• SCHRIFTLICHE ÜBUNG A: Tippe den Text „Demokraten sind keine Feinde“ vollständig und wortgetreu ab.

Demo­kra­ten sind keine Feinde

© Japan Times

Der Wahl­kampf war hart und endete mit einer Sen­sa­tion. Jetzt sollten die Ukrai­ner die Chance nutzen und den neuen Prä­si­den­ten Wolo­dymyr Selen­skyjs in seinem ver­spro­che­nen Kampf gegen die Kor­rup­tion unter­stüt­zen. Von Chris­toph Brumme

Ich ver­stehe, wenn jemand traurig ist, weil ein Kan­di­dat die Wahl ver­lo­ren hat, den man sich als Prä­si­dent gewünscht hat. Ich ver­stehe auch, wenn jemand ver­zwei­felt ist, weil man dem Sieger nicht zutraut, dass er dem Amt gewach­sen ist. Ich habe auch Ver­ständ­nis dafür, dass man über einen Neuling und Anfän­ger spottet – zumal wenn dieser selbst ein beruf­li­cher Spötter ist.

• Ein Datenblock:
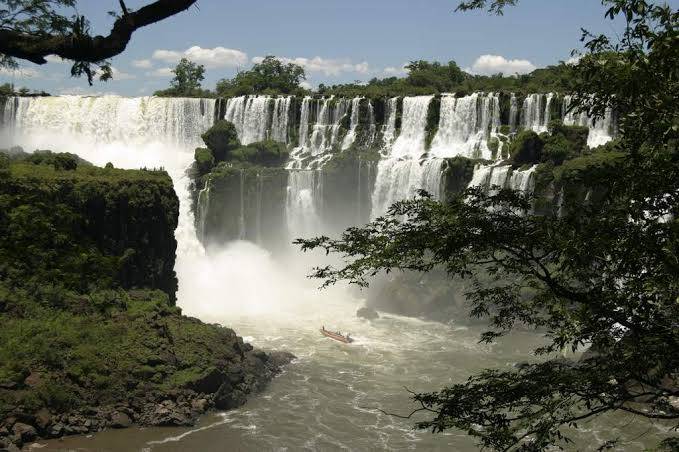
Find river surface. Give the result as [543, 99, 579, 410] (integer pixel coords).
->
[35, 242, 663, 451]
[0, 102, 668, 452]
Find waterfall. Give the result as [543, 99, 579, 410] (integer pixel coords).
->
[429, 93, 500, 160]
[521, 93, 554, 133]
[366, 100, 377, 146]
[224, 96, 274, 144]
[342, 97, 363, 150]
[509, 165, 538, 193]
[388, 96, 433, 158]
[468, 165, 512, 195]
[0, 96, 216, 292]
[285, 170, 323, 237]
[5, 96, 215, 148]
[196, 177, 210, 243]
[269, 96, 292, 144]
[372, 96, 440, 216]
[287, 96, 349, 169]
[285, 96, 350, 237]
[561, 96, 616, 148]
[509, 93, 519, 133]
[238, 169, 246, 240]
[422, 159, 444, 200]
[255, 171, 264, 244]
[382, 97, 398, 152]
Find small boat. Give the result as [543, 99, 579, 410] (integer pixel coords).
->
[321, 327, 354, 344]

• SCHRIFTLICHE ÜBUNG B: Schreibe in den Einträgen alles von der Zeile mit „Find waterfall. Give“ einschließlich bis zum Ende der Einträge neu und ersetze dabei „pixel coords“ durch „pixel coordinates“. Alles andere in diesem Abschnitt bleibt unverändert, und nur dieser Abschnitt wird wiedergegeben.

• ERGEBNIS DER AUFGABE A:
Demo­kra­ten sind keine Feinde

© Japan Times

Der Wahl­kampf war hart und endete mit einer Sen­sa­tion. Jetzt sollten die Ukrai­ner die Chance nutzen und den neuen Prä­si­den­ten Wolo­dymyr Selen­skyjs in seinem ver­spro­che­nen Kampf gegen die Kor­rup­tion unter­stüt­zen. Von Chris­toph Brumme

Ich ver­stehe, wenn jemand traurig ist, weil ein Kan­di­dat die Wahl ver­lo­ren hat, den man sich als Prä­si­dent gewünscht hat. Ich ver­stehe auch, wenn jemand ver­zwei­felt ist, weil man dem Sieger nicht zutraut, dass er dem Amt gewach­sen ist. Ich habe auch Ver­ständ­nis dafür, dass man über einen Neuling und Anfän­ger spottet – zumal wenn dieser selbst ein beruf­li­cher Spötter ist.

• ERGEBNIS DER AUFGABE B:
Find waterfall. Give the result as [543, 99, 579, 410] (integer pixel coordinates).
->
[429, 93, 500, 160]
[521, 93, 554, 133]
[366, 100, 377, 146]
[224, 96, 274, 144]
[342, 97, 363, 150]
[509, 165, 538, 193]
[388, 96, 433, 158]
[468, 165, 512, 195]
[0, 96, 216, 292]
[285, 170, 323, 237]
[5, 96, 215, 148]
[196, 177, 210, 243]
[269, 96, 292, 144]
[372, 96, 440, 216]
[287, 96, 349, 169]
[285, 96, 350, 237]
[561, 96, 616, 148]
[509, 93, 519, 133]
[238, 169, 246, 240]
[422, 159, 444, 200]
[255, 171, 264, 244]
[382, 97, 398, 152]
Find small boat. Give the result as [543, 99, 579, 410] (integer pixel coordinates).
->
[321, 327, 354, 344]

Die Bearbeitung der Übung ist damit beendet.